__Your goal__.
From the CUDA question about finding matrix maximums, reproduce word for word the part from "For example if" up to and including "int img_width,int windows_size)".

__Excerpt__.
....................
Find max of matrix with window size in CUDA [duplicate] - cuda

I just started in CUDA. Now I have a question.
I have N*N matrix, and a window scale is 8x8. I want subdivided this matrix into multiple sub-matrix and find max value of this.
For example if I have 64*64 matrix so I will have 8 small matrix with 8*8 scale and find out 8 max values. Finally I save all max values into new array, but its order always change. I want find solution to keep them in right order
__global__ void calculate_emax_kernel(float emap[],float emax[], int img_height, int img_width,int windows_size)
{
int x_index = blockIdx.x*blockDim.x+threadIdx.x;
int y_index = blockIdx.y*blockDim.y+threadIdx.y;
int num_row_block = img_height/windows_size;
int num_col_block = img_width/windows_size;
__shared__ float window_elements[256];
__shared__ int counter;
__shared__ int emax_count;
if (threadIdx.x == 0) emax_count = 0;
__syncthreads();
int index;
int emax_idx = 0;
if(y_index >= img_height|| x_index >= img_width) return;
for(int i = 0; i < num_row_block; i++)
{
for(int j = 0; j < num_col_block; j++)
{
counter = 0;
if(y_index >= i*windows_size && y_index < (i+1)*windows_size
&& x_index >= j*windows_size && x_index < (j+1)*windows_size)
....................
__Rows__.
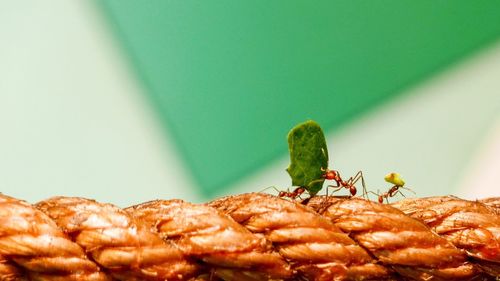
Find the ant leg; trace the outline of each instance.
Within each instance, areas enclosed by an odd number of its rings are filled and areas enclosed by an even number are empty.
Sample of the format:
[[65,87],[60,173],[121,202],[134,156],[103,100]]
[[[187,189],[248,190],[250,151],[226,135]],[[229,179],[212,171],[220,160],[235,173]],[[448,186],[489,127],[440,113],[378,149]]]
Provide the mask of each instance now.
[[[266,190],[268,190],[268,189],[270,189],[270,188],[274,189],[274,191],[276,191],[276,192],[278,192],[278,193],[280,193],[280,192],[281,192],[281,190],[279,190],[276,186],[274,186],[274,185],[273,185],[273,186],[268,186],[268,187],[266,187],[266,188],[262,189],[261,191],[259,191],[259,193],[264,192],[264,191],[266,191]],[[288,189],[287,191],[290,191],[290,190]]]
[[[342,186],[338,186],[338,185],[328,185],[326,188],[328,189],[328,188],[330,188],[330,187],[334,187],[334,189],[332,190],[332,193],[331,193],[331,194],[332,194],[332,196],[333,196],[333,194],[334,194],[335,192],[338,192],[339,190],[341,190],[341,189],[342,189]],[[328,196],[328,194],[327,194],[327,196]]]
[[354,175],[354,179],[353,179],[352,184],[357,183],[359,180],[361,180],[361,186],[363,187],[363,194],[361,196],[364,199],[369,199],[368,198],[368,191],[366,190],[366,183],[365,183],[365,177],[363,176],[363,171],[358,171],[356,173],[356,175]]

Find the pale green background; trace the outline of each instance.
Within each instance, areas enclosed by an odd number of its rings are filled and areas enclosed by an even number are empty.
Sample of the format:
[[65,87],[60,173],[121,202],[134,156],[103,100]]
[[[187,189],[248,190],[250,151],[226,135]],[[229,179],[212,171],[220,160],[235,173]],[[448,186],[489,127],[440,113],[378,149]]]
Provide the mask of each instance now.
[[[113,38],[89,2],[0,3],[1,192],[206,200]],[[374,188],[398,170],[419,196],[498,196],[495,185],[457,189],[498,117],[498,77],[495,44],[331,132],[332,164],[363,169]],[[283,155],[222,193],[288,186],[286,165]]]

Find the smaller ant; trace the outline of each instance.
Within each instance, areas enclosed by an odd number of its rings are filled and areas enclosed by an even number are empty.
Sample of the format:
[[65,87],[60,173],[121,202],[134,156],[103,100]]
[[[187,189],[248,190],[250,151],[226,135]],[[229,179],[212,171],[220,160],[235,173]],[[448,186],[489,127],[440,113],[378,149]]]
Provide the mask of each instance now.
[[398,193],[401,194],[401,196],[406,197],[403,194],[403,192],[401,192],[400,189],[406,189],[406,190],[413,192],[413,194],[415,194],[415,192],[413,190],[411,190],[407,187],[404,187],[405,181],[403,180],[401,175],[398,173],[389,173],[384,177],[384,180],[388,183],[392,183],[393,186],[391,188],[389,188],[389,190],[387,192],[384,192],[382,194],[376,194],[378,196],[378,202],[380,204],[384,203],[384,198],[385,198],[385,201],[387,203],[389,203],[389,197],[394,197]]
[[349,193],[351,196],[355,196],[357,193],[357,189],[355,184],[361,180],[361,185],[363,186],[363,197],[367,194],[366,192],[366,185],[365,185],[365,178],[363,177],[363,172],[358,171],[354,177],[350,177],[347,181],[344,181],[342,177],[340,176],[340,173],[335,170],[329,170],[326,169],[325,173],[323,174],[323,177],[327,180],[333,180],[335,181],[336,185],[328,185],[328,187],[334,187],[336,188],[332,193],[335,193],[339,191],[342,188],[345,188],[349,190]]

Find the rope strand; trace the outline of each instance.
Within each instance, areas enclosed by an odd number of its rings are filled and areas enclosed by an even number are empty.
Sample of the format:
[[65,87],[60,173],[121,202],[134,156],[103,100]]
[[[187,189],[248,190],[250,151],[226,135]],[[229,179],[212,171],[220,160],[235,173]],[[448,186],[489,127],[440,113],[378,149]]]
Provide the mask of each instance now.
[[0,281],[496,280],[499,201],[249,193],[120,209],[0,194]]

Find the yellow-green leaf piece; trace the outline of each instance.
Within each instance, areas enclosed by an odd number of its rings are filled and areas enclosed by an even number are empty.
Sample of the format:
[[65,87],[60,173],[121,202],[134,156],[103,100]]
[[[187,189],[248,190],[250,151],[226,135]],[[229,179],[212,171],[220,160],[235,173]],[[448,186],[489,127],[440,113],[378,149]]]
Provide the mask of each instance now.
[[315,195],[323,187],[323,174],[328,167],[325,135],[318,123],[309,120],[288,133],[290,166],[286,169],[293,186],[304,187]]

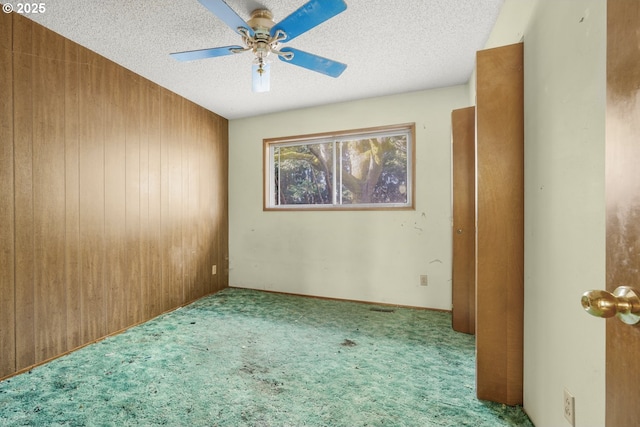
....................
__Task output__.
For example if I have 64*64 matrix so I will have 8 small matrix with 8*8 scale and find out 8 max values. Finally I save all max values into new array, but its order always change. I want find solution to keep them in right order
__global__ void calculate_emax_kernel(float emap[],float emax[], int img_height, int img_width,int windows_size)